## Source records
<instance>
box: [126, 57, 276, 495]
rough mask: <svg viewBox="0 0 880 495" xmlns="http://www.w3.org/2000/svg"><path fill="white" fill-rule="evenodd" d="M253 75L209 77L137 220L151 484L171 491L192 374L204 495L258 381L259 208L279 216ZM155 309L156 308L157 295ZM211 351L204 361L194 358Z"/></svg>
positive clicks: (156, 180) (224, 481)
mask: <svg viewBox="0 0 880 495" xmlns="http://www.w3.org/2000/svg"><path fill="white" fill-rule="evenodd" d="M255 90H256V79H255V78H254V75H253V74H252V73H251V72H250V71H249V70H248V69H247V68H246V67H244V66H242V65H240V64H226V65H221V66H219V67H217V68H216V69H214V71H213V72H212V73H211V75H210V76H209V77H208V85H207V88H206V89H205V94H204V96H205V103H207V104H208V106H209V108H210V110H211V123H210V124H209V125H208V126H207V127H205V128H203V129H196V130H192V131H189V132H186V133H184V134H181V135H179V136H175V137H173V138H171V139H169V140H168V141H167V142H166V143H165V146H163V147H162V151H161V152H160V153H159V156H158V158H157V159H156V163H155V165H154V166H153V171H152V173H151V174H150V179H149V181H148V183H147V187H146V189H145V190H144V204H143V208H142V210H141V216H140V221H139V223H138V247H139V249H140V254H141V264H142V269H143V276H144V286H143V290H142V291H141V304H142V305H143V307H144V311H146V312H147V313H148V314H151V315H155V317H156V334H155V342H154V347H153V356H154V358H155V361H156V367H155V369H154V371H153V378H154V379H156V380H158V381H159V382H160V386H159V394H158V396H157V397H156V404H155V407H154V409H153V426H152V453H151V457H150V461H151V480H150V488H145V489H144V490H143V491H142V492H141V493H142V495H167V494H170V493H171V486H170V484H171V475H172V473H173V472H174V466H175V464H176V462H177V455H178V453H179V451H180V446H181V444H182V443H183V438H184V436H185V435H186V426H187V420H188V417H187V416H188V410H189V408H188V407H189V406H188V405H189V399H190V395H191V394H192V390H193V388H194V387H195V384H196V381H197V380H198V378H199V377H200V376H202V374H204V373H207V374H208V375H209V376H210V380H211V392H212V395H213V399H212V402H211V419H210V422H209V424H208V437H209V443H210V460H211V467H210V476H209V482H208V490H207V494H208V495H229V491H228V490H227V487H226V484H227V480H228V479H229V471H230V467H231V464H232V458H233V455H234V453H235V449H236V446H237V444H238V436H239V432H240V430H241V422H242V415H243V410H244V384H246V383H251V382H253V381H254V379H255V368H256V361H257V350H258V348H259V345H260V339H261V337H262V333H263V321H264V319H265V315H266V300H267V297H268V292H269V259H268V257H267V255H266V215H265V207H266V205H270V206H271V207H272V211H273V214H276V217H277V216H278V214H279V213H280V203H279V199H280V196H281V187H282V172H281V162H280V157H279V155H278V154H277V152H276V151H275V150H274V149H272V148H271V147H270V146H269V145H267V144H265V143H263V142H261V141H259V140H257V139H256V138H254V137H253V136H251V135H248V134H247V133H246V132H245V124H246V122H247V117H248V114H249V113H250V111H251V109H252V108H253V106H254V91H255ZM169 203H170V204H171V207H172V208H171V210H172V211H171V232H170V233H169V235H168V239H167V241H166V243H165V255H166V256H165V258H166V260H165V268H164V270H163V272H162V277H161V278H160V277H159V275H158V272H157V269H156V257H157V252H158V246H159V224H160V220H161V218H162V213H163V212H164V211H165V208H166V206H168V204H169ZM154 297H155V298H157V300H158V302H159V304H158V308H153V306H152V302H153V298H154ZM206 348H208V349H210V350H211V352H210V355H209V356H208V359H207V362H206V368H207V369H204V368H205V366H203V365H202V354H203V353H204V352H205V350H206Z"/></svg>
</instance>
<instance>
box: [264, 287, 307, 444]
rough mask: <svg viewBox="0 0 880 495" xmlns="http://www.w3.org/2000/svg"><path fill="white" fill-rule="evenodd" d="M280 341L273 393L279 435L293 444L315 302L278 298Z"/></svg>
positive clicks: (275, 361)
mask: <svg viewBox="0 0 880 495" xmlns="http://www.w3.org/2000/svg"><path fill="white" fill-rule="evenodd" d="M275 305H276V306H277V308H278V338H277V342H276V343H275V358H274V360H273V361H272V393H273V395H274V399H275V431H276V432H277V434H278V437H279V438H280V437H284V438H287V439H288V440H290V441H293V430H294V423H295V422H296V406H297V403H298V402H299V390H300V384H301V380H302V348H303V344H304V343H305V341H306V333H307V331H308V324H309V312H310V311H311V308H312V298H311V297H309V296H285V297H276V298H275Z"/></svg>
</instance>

## What to work on
Return every line of the entries above without changing a single character.

## Answer section
<instance>
box: [126, 57, 276, 495]
rough mask: <svg viewBox="0 0 880 495" xmlns="http://www.w3.org/2000/svg"><path fill="white" fill-rule="evenodd" d="M253 75L209 77L137 220L151 484L171 491L192 374L204 495L258 381L259 208L279 216ZM155 309L156 308L157 295ZM211 351L204 361L194 358Z"/></svg>
positive clicks: (156, 180) (224, 481)
mask: <svg viewBox="0 0 880 495" xmlns="http://www.w3.org/2000/svg"><path fill="white" fill-rule="evenodd" d="M255 90H256V79H255V78H254V75H253V74H252V73H251V72H250V71H249V70H248V69H247V68H246V67H244V66H242V65H240V64H226V65H221V66H219V67H217V68H216V69H214V71H213V72H212V73H211V75H210V76H209V77H208V85H207V88H206V89H205V94H204V96H205V103H207V104H208V106H209V108H210V110H211V123H210V124H209V125H208V126H207V127H205V128H203V129H196V130H192V131H189V132H186V133H184V134H181V135H179V136H175V137H173V138H171V139H169V140H168V141H167V142H166V143H165V146H163V147H162V151H161V152H160V153H159V156H158V158H157V159H156V163H155V165H154V166H153V171H152V173H151V174H150V179H149V181H148V183H147V187H146V189H145V190H144V204H143V208H142V210H141V216H140V221H139V223H138V247H139V249H140V254H141V264H142V269H143V276H144V286H143V290H142V291H141V304H142V305H143V307H144V311H146V312H147V313H148V314H151V315H155V317H156V334H155V342H154V347H153V356H154V358H155V361H156V367H155V369H154V371H153V378H154V379H156V380H158V381H159V382H160V386H159V394H158V396H157V397H156V404H155V407H154V409H153V426H152V453H151V457H150V461H151V480H150V488H145V489H144V490H143V491H142V492H141V493H142V495H167V494H170V493H171V486H170V484H171V475H172V473H173V472H174V466H175V464H176V462H177V455H178V453H179V451H180V446H181V444H182V443H183V438H184V436H185V435H186V426H187V420H188V417H187V416H188V410H189V408H188V407H189V406H188V405H189V399H190V395H191V394H192V390H193V388H194V387H195V384H196V381H197V380H198V378H199V377H200V376H202V374H204V373H207V374H208V375H209V376H210V380H211V392H212V395H213V399H212V402H211V419H210V422H209V424H208V437H209V443H210V460H211V467H210V476H209V482H208V490H207V494H208V495H229V491H228V490H227V487H226V484H227V480H228V479H229V471H230V467H231V464H232V458H233V455H234V453H235V449H236V446H237V444H238V436H239V432H240V430H241V422H242V415H243V410H244V384H246V383H251V382H253V381H254V379H255V368H256V361H257V350H258V348H259V345H260V339H261V337H262V333H263V321H264V319H265V315H266V300H267V297H268V292H269V259H268V257H267V255H266V215H265V207H266V205H270V206H271V207H272V211H273V214H276V217H277V216H278V214H279V213H280V203H279V199H280V196H281V187H282V172H281V162H280V157H279V155H278V154H277V152H276V151H275V150H274V149H272V148H271V147H270V146H269V145H267V144H265V143H263V142H261V141H259V140H257V139H256V138H254V137H253V136H251V135H248V134H247V133H246V132H245V124H246V122H247V117H248V114H249V113H250V111H251V109H252V108H253V106H254V91H255ZM169 203H170V204H171V207H172V208H171V210H172V211H171V232H170V233H169V235H168V239H167V241H166V243H165V255H166V256H165V258H166V260H165V268H164V270H163V272H162V277H161V278H160V277H159V275H158V272H157V269H156V257H157V252H158V246H159V224H160V220H161V218H162V213H163V212H164V211H165V208H166V206H168V204H169ZM154 297H155V298H157V300H158V302H159V304H158V308H153V306H152V302H153V298H154ZM206 348H208V349H210V350H211V352H210V355H209V356H208V359H207V362H206V368H207V369H204V368H205V366H203V365H202V354H203V353H204V352H205V350H206Z"/></svg>
</instance>
<instance>
box: [264, 287, 307, 444]
rough mask: <svg viewBox="0 0 880 495" xmlns="http://www.w3.org/2000/svg"><path fill="white" fill-rule="evenodd" d="M280 341L273 393L279 435L293 444L315 302L278 298Z"/></svg>
positive clicks: (275, 361)
mask: <svg viewBox="0 0 880 495" xmlns="http://www.w3.org/2000/svg"><path fill="white" fill-rule="evenodd" d="M275 305H276V306H277V308H278V338H277V342H276V343H275V358H274V360H273V361H272V393H273V395H274V399H275V431H276V432H277V434H278V437H279V438H280V437H284V438H287V439H288V440H290V441H293V430H294V423H295V422H296V406H297V403H298V402H299V390H300V384H301V380H302V348H303V344H304V343H305V341H306V333H307V331H308V324H309V312H310V311H311V308H312V298H311V297H309V296H285V297H276V298H275Z"/></svg>
</instance>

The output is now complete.